> Directions: Begin at the line that has "the car tire" and stop after the line that has "x=128, y=373". Give only those items again, swapping "marker" for "pin" and changing nothing else.

> Input records:

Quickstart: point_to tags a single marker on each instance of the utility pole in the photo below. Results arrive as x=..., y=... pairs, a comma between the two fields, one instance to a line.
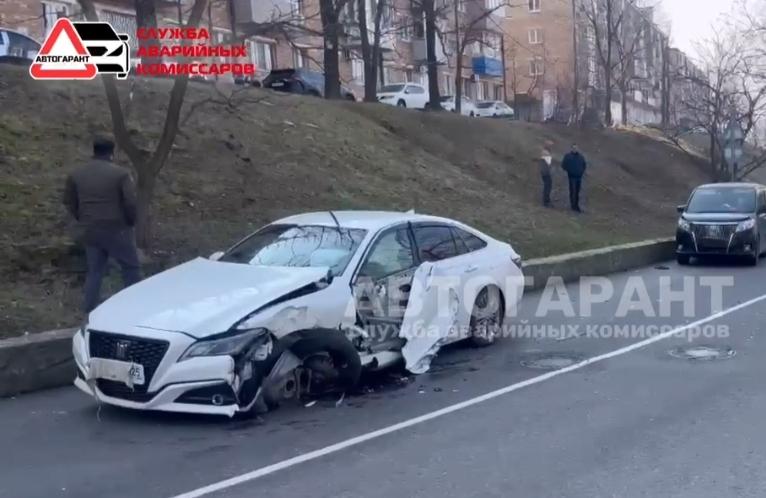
x=502, y=59
x=576, y=80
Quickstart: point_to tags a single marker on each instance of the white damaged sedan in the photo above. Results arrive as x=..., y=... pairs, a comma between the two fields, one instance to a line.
x=300, y=306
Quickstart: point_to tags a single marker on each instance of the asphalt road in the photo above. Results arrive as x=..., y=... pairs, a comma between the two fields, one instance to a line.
x=634, y=423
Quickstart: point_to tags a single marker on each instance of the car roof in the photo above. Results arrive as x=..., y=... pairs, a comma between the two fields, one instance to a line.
x=368, y=220
x=732, y=185
x=7, y=30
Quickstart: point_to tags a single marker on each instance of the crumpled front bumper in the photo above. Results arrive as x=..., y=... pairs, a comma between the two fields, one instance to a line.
x=174, y=386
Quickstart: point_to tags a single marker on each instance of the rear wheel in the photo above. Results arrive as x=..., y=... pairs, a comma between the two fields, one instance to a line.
x=487, y=317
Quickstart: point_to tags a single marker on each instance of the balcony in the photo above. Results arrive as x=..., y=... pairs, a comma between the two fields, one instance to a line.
x=419, y=52
x=354, y=39
x=487, y=66
x=251, y=15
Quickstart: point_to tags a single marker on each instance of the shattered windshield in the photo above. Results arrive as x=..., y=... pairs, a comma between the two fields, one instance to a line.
x=723, y=200
x=298, y=246
x=392, y=89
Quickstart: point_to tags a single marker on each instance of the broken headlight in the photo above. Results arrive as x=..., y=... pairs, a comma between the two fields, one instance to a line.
x=230, y=344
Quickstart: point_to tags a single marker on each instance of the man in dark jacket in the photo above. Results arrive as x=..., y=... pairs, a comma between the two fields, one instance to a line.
x=545, y=175
x=101, y=197
x=574, y=164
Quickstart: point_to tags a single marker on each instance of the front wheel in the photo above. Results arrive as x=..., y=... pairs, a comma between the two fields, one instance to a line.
x=753, y=260
x=487, y=317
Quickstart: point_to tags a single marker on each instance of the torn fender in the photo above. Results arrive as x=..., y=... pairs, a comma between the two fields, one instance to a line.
x=430, y=317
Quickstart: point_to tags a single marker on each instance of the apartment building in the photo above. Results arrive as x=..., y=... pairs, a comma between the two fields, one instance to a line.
x=541, y=59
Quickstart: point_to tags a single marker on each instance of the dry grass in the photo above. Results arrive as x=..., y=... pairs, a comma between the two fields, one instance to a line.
x=235, y=168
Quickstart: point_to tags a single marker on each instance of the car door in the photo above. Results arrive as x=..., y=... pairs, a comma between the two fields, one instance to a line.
x=436, y=313
x=382, y=284
x=415, y=96
x=761, y=217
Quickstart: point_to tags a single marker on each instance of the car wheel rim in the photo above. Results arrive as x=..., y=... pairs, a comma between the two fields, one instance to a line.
x=487, y=316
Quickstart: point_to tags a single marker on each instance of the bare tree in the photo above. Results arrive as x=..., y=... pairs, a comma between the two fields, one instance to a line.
x=146, y=164
x=605, y=18
x=332, y=29
x=467, y=30
x=627, y=44
x=371, y=52
x=729, y=87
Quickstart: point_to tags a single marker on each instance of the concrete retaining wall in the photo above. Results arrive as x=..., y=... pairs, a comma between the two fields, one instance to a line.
x=598, y=261
x=36, y=361
x=39, y=361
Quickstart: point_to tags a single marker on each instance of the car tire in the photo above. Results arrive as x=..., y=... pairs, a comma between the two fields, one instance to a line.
x=484, y=328
x=753, y=260
x=344, y=356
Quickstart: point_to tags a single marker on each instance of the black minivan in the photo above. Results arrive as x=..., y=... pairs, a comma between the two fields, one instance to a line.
x=727, y=219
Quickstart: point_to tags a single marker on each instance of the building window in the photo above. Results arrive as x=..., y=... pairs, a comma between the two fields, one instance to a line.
x=299, y=58
x=52, y=12
x=357, y=69
x=536, y=67
x=418, y=27
x=535, y=36
x=447, y=84
x=494, y=4
x=261, y=54
x=405, y=28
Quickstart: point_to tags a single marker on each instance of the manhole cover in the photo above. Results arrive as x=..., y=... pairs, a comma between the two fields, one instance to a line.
x=702, y=353
x=554, y=361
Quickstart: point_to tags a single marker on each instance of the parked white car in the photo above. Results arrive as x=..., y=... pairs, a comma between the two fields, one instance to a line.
x=467, y=107
x=493, y=109
x=409, y=95
x=17, y=47
x=305, y=302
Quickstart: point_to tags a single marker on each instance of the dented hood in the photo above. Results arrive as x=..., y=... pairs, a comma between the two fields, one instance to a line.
x=200, y=297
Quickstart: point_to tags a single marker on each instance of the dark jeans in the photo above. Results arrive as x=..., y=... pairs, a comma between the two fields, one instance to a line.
x=99, y=247
x=575, y=183
x=547, y=186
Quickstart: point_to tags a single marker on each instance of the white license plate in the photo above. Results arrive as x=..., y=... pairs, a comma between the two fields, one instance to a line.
x=128, y=373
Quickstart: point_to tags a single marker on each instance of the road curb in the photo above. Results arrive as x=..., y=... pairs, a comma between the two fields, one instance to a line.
x=40, y=361
x=36, y=361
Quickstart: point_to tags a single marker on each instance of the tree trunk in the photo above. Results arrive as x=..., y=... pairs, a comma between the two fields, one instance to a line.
x=576, y=82
x=608, y=65
x=370, y=53
x=144, y=195
x=146, y=17
x=458, y=61
x=433, y=75
x=624, y=104
x=330, y=39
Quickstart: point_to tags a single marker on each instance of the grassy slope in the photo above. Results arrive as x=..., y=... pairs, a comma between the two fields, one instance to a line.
x=236, y=168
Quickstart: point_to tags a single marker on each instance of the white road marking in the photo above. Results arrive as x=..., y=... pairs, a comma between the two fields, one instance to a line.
x=342, y=445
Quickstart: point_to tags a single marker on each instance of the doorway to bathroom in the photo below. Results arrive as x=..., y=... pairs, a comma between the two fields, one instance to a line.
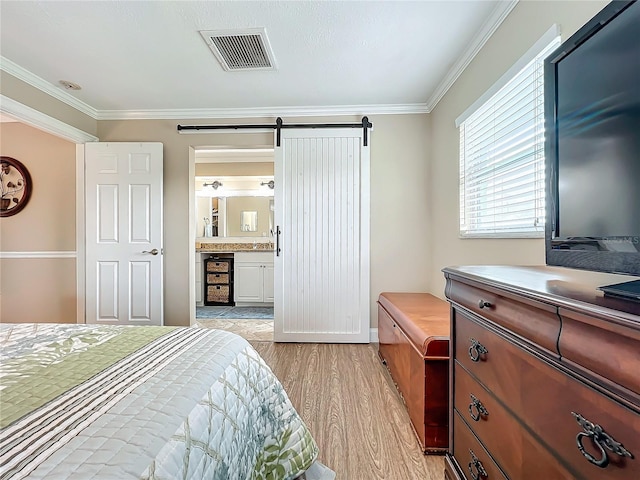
x=234, y=215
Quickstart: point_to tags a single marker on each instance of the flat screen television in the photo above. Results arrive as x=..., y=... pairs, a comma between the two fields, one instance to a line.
x=592, y=149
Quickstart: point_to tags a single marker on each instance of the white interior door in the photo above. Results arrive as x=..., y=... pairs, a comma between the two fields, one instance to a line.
x=321, y=291
x=124, y=267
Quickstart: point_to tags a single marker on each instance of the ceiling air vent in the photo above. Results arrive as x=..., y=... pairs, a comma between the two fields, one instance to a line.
x=247, y=49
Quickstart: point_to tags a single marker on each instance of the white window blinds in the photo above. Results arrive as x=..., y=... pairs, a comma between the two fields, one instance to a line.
x=502, y=171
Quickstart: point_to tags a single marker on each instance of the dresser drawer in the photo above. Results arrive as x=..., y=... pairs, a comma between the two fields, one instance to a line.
x=496, y=363
x=544, y=398
x=474, y=460
x=537, y=321
x=514, y=449
x=550, y=400
x=587, y=342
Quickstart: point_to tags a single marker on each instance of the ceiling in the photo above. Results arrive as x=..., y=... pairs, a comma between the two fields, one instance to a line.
x=147, y=59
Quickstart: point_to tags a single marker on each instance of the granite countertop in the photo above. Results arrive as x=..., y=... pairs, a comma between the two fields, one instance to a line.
x=233, y=247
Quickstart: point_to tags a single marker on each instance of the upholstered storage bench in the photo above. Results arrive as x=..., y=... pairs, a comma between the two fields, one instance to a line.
x=413, y=331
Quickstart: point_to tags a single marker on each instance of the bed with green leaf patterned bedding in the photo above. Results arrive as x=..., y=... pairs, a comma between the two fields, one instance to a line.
x=110, y=402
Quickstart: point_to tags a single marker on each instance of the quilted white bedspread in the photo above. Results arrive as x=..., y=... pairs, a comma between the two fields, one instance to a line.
x=107, y=402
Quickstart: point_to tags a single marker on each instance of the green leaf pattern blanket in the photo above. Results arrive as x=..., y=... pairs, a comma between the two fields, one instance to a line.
x=107, y=402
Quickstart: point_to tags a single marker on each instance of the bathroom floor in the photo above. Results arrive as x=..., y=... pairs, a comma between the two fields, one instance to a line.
x=253, y=323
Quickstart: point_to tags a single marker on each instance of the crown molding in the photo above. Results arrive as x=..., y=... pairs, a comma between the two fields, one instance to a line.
x=267, y=112
x=32, y=79
x=500, y=12
x=42, y=121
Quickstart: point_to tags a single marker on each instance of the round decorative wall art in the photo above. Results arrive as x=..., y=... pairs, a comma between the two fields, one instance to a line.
x=15, y=186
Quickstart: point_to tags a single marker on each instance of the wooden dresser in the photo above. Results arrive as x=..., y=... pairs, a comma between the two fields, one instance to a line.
x=545, y=377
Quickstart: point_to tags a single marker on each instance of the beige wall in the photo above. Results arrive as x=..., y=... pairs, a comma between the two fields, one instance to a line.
x=399, y=244
x=40, y=289
x=527, y=22
x=414, y=170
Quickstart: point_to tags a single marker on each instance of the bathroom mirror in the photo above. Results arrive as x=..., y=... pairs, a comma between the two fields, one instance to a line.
x=248, y=221
x=243, y=216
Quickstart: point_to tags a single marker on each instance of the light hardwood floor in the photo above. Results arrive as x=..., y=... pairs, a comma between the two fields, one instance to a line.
x=348, y=401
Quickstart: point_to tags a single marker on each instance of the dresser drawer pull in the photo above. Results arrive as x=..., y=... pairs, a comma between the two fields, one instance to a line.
x=484, y=304
x=601, y=439
x=476, y=469
x=476, y=349
x=476, y=409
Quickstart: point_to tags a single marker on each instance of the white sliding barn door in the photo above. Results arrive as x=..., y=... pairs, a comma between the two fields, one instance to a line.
x=322, y=214
x=124, y=267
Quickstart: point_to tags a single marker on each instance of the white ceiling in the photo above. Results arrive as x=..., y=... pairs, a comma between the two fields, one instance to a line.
x=147, y=58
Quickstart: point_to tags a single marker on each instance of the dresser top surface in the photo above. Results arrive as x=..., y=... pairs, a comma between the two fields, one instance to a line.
x=564, y=287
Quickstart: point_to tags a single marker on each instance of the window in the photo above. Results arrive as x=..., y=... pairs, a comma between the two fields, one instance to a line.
x=502, y=171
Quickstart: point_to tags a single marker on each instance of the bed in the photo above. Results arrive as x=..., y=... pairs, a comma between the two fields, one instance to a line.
x=114, y=402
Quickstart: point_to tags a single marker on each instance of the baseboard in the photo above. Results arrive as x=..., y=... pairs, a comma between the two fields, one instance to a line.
x=373, y=335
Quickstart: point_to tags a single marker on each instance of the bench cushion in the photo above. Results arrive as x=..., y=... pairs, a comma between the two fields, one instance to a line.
x=417, y=313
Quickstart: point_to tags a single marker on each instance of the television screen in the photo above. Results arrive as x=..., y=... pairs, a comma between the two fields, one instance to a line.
x=592, y=102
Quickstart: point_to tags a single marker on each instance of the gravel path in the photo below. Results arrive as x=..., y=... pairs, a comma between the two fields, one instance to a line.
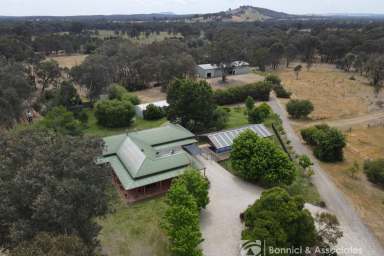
x=356, y=234
x=349, y=122
x=220, y=222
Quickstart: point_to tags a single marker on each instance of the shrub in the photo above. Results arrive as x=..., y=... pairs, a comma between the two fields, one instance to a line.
x=299, y=108
x=279, y=220
x=187, y=195
x=261, y=160
x=249, y=103
x=259, y=114
x=281, y=92
x=328, y=142
x=114, y=113
x=197, y=185
x=374, y=169
x=220, y=118
x=153, y=112
x=258, y=91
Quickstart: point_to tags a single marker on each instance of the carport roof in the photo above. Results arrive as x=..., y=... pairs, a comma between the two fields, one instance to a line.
x=225, y=139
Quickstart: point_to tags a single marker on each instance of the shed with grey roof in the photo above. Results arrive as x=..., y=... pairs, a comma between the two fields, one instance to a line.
x=221, y=142
x=208, y=71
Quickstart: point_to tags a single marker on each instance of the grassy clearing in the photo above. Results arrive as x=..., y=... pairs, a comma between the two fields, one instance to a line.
x=134, y=230
x=69, y=61
x=332, y=92
x=367, y=198
x=95, y=129
x=234, y=81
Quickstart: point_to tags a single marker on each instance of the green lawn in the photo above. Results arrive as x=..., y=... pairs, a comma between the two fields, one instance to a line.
x=139, y=124
x=132, y=230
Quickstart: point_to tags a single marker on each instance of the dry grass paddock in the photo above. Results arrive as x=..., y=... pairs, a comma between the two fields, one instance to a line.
x=367, y=198
x=69, y=61
x=333, y=93
x=155, y=93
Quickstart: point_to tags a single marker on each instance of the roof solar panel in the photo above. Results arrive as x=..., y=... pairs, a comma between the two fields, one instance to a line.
x=225, y=138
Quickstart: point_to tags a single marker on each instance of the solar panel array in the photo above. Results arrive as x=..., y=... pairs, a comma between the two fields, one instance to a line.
x=225, y=138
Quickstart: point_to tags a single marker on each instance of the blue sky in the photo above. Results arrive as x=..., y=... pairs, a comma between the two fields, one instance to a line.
x=84, y=7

> The completed task:
Quickstart: point_to tags a single pin on each instance of the car tire in the photo above. Results arrive as x=..., y=... pairs, a comma between the two fields, one instance to a line.
x=484, y=328
x=753, y=260
x=344, y=356
Quickstart: point_to tags a single pin on each instance of the black minivan in the photo above. Results arrive as x=..., y=... pairs, a comma between the two fields, one instance to a line.
x=727, y=219
Quickstart: point_to tags a single pin on each instance of the building window in the photo above. Results arrive as x=..., y=... pairs, a comma between the two fields, one instance to a line.
x=299, y=58
x=52, y=12
x=357, y=69
x=536, y=67
x=418, y=27
x=535, y=36
x=447, y=84
x=494, y=4
x=261, y=54
x=405, y=28
Quickstart: point_to tags a single pin on each instance of the manhole cover in the photo above. Results arrive as x=..., y=... pairs, a comma between the two fields, one instance to a line.
x=702, y=353
x=554, y=361
Quickstart: point_to tags a single pin on each instance of the parked white car in the photo above. Results arrive as x=..., y=... pairs, a comma between the two fields, one instance to a line.
x=467, y=107
x=493, y=109
x=409, y=95
x=17, y=47
x=305, y=302
Quickstart: point_to tags a single pin on each instance of the dented hood in the photo above. Results arrive as x=..., y=... pairs, a comma between the two fields, one instance to a line.
x=200, y=297
Quickstart: point_to tags a single pin on each instance of the dark jeans in the photo above. Results arrive as x=..., y=... pairs, a comma between the two fields, one instance to a line.
x=99, y=247
x=575, y=183
x=547, y=186
Quickstart: point_to tags a single pin on each instance of the white license plate in the photo above. Results arrive as x=..., y=... pairs, a comma between the two fields, one instance to a line.
x=128, y=373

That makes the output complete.